-- begin SELECTED PASSAGE --
Removal is underway because the authorities are afraid that radioactive water
will seep
into and pollute the river.
The waste will be dug up and taken by car and train 25 miles into the desert,
where they have isolated a deep hole, so nothing can escape, and here the
waste will be kept.
On the way back we took a few pictures of both the area and a warning sign on the
fence around it.
About 6 miles along Ut 279 there is an area where you can see fossilized
dinosaur tracks, and also some petroglyphs, and here we
stopped and climbed up the cliff to the dinosaur tracks.
You don't have to climb far, but the temperature was around 105, so we both got
a little swat.
After having seen and duly photographed
the footprints we continued about 17 miles further down the road. Here in
the mountains
is a factory producing potash.
The factory was OK but what I really would have liked, was to see the potash
evaporation ponds which has a nice blue color, but they were in the hills
above the factory itself, and we were not sure that our car could manage the
dirt road up there. Later I found out, that it would have been all right,
but at that time it was to late. The above picture I have therefore borrowed from
Wikipedia. If you have a
high clearance vehicle
you can continue on the road as a wheel track across slick rock cliffs and through
narrow gorges, round serpentine loops and you can actually go on, right up to Dead Horse Point and
Route 313,
but the route is not well kept.
We turned around and headed back to the hotel where we arrived at
3 pm.
After visiting their winery and tasted some of the products, we went back to the
room.
Here we found Tina, who had come home from the ride around noon and had
been spending two - three hours by the pool.
Now we relaxed until we again headed into town to get on our sunset cruise in a
Hummer.
We had to be
at the Moab Adventure Center's office at six, and so we were.
When we arrived a
Hummer was ready outside.
We had already submitted our waiver of the right to sue in case of accidents, so
we were ready to go.
Our driver/guide was called Molly, and she claimed that she was the only female
Hummer driver that was employed by the Adventure Center.
But she had been running tours
and guided hikes
etc. for 27 years, so she had some experience.
-- end SELECTED PASSAGE --
GIVEN TASK A:
According to the Moab travel account, for how many years had the driver and guide Molly been running tours and guided hikes?
GIVEN TASK B:
Write the next portion of the Moab travel account, picking up after its final sentence.
-- begin RECORDS --
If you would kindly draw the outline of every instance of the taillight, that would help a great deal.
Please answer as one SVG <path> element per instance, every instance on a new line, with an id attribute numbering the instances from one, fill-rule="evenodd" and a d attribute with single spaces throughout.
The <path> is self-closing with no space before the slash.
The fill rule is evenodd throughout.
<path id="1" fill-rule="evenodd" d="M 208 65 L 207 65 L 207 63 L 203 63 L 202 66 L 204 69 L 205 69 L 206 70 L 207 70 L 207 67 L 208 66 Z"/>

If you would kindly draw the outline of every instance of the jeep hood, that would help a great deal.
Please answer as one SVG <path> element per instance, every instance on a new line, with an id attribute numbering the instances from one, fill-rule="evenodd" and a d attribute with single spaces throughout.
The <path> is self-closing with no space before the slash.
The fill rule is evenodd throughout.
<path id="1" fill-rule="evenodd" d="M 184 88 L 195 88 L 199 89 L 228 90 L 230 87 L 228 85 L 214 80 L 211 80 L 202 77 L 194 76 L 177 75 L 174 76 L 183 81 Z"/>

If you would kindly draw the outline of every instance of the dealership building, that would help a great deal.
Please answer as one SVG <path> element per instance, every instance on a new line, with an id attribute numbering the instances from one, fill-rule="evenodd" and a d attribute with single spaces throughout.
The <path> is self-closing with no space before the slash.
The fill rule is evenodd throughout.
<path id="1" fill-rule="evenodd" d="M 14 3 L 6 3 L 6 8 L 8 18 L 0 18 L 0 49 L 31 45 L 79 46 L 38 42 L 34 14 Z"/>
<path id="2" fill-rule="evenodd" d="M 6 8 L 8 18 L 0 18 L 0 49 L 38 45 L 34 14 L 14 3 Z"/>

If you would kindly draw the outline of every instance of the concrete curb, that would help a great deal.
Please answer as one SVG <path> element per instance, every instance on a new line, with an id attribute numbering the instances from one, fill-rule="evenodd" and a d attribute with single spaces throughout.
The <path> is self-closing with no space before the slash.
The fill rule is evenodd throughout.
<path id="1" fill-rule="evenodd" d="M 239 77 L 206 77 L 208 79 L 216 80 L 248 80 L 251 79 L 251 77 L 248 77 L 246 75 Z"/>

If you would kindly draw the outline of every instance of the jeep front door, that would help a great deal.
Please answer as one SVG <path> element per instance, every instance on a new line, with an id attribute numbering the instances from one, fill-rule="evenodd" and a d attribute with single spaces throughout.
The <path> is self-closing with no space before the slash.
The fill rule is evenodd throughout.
-- end RECORDS --
OUTPUT A:
27 years.

OUTPUT B:
We
were going to share the car with a family with two adults and two children.
They took the back seat (hard to the kidneys) while the three of us sat inside the
car. Later we
changed places a
few times.
Molly
took us to the area known as Hell's Revenge.
From the entrance we drove up the same fin as in 2010,"Devils
Fin" or "Chicken Fin" as it is called, but from there the trip was somewhat different
from last time, when we used another tour company.
The trip in 2010 was probably more fun and a little more breakneck, but in
return this year's trip was more interesting because Molly not only acted
as driver but as a guide as well and told us much more about what we saw.
We made a stop to admire some dinosaur footprints, and to change seats.
Tim and I took the back seat with the son from the other family.
Mother, father and daughter got into the car, where Tina stayed.
She didn't like it, when we got to close to the edge, and preferred to stay
inside.
We continued the trip to a place where we walked to the edge of the rocks from
where we could see down to the Colorado River.
There we enjoyed the view for a while, but as a thunderstorm was approaching
from La Sal Mountains south of us, we took off again.
Molly didn't think it was particularly wise to stand on top of a
bare cliff during a thunderstorm, so we headed back in direction of the exit, after having
changed seats once more.
Fortunately the thunderstorm decided to bypass us and we only got a few drops of
rain, and the sun slowly shone through the clouds.
It was fortunate enough for us, because we were on the sunset cruise and it is
not very fun if you can't see the sun.
Molly, however, was not so happy.
Moab usually gets about 8 inches of rain per year, of which 4 inches falls in the
spring, but this year they had to the end of June only received 0.3 inch!
Molly stopped the car on a hill from where we enjoyed the sun's last rays on
La Sal Mountains, and we also watched it go down behind the slickrocks.
When the sun was down, we drove around the rocks for another half an hour
before we headed back to town where we were around 10.30.
After saying "thanks for the ride" to Molly, we found our own car and drove to a
nearby Denny's to get some dinner.
Denny's is open 24 hours a day, and it was pretty much the only place that was
open at the time - and it was also where Tim and I had eaten after our previous Hummer
tour.
After dinner we drove back to the hotel where we were around 11.45 after a long,
and for all of us eventful day.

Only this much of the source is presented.